In a Scotland straining towards a two-thirds cut in emissions by 2030, the behemoth of Grangemouth represents by far the greatest single obstacle. In addition to the practical questions surrounding its future, it has become totemic for capital, unions, and the Scottish National Party. The prospect of an independent Scotland without a single oil refinery, compelled to re-import its own oil, would be politically unacceptable for Scottish nationalism.
On Tuesday 27 September 2016, to much fanfare on shore, the first tanker loaded with fracked shale gas from Pennsylvania sailed under the Forth Bridges towards the refinery and petrochemical plant at Grangemouth.
This audacious establishment of a “virtual pipeline” was the vital ingredient, according to the site’s owner Jim Ratcliffe, in keeping the plant alive. The precious cargo of shale gas onboard represented the future, the lynchpin of a £450 million “Grangemouth Renaissance” project. It was also a blast from the past.
Though often overlooked, Scotland’s older shale boom, pioneered by James “Paraffin” Young from the 1850s onwards, has left its indelible mark on the landscape near Grangemouth in the form of several flat 150 foot high hills at Winchburgh.
These “West Lothian Alps,” built of burnt shale, are all that remains of an industry that once employed as many as 10,000 people. It was finally snuffed out in 1962, long after the firms that drove its expansion had been subsumed into the Anglo-Persian Oil company; the UK Government concern that would eventually morph into British Petroleum.
In 1924 the beginnings of today’s vast complex at Grangemouth were set up by Anglo-Persian to refine imported Iranian crude oil, close to the town’s ample docks.
“There’s quite a few descendants of the West Lothian shale miners in the town to this day,” says local historian Maureen Burns.
What began with shale, will end with shale. But Grangemouth’s capacity for transitioning its workforce across industries is impressive. In its way as much of a cradle of the industrial revolution as Manchester or Glasgow (the world’s first steamship, the Charlotte Dundas was launched here in 1803), the town is that rarest of things in central Scotland — an industrial centre not burdened with the prefix “post”.

**MATERIAL**
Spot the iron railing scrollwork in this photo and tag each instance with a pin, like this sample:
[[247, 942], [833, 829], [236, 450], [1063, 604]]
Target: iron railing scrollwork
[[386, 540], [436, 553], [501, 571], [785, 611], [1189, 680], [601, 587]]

**GIVEN TASK**
Edit the Grangemouth text from "This audacious establishment" up to and including "into British Petroleum.", writing that section out again with "lasting" in place of "indelible". The listing has no connection to the Grangemouth text.

**RESPONSE BELOW**
This audacious establishment of a “virtual pipeline” was the vital ingredient, according to the site’s owner Jim Ratcliffe, in keeping the plant alive. The precious cargo of shale gas onboard represented the future, the lynchpin of a £450 million “Grangemouth Renaissance” project. It was also a blast from the past.
Though often overlooked, Scotland’s older shale boom, pioneered by James “Paraffin” Young from the 1850s onwards, has left its lasting mark on the landscape near Grangemouth in the form of several flat 150 foot high hills at Winchburgh.
These “West Lothian Alps,” built of burnt shale, are all that remains of an industry that once employed as many as 10,000 people. It was finally snuffed out in 1962, long after the firms that drove its expansion had been subsumed into the Anglo-Persian Oil company; the UK Government concern that would eventually morph into British Petroleum.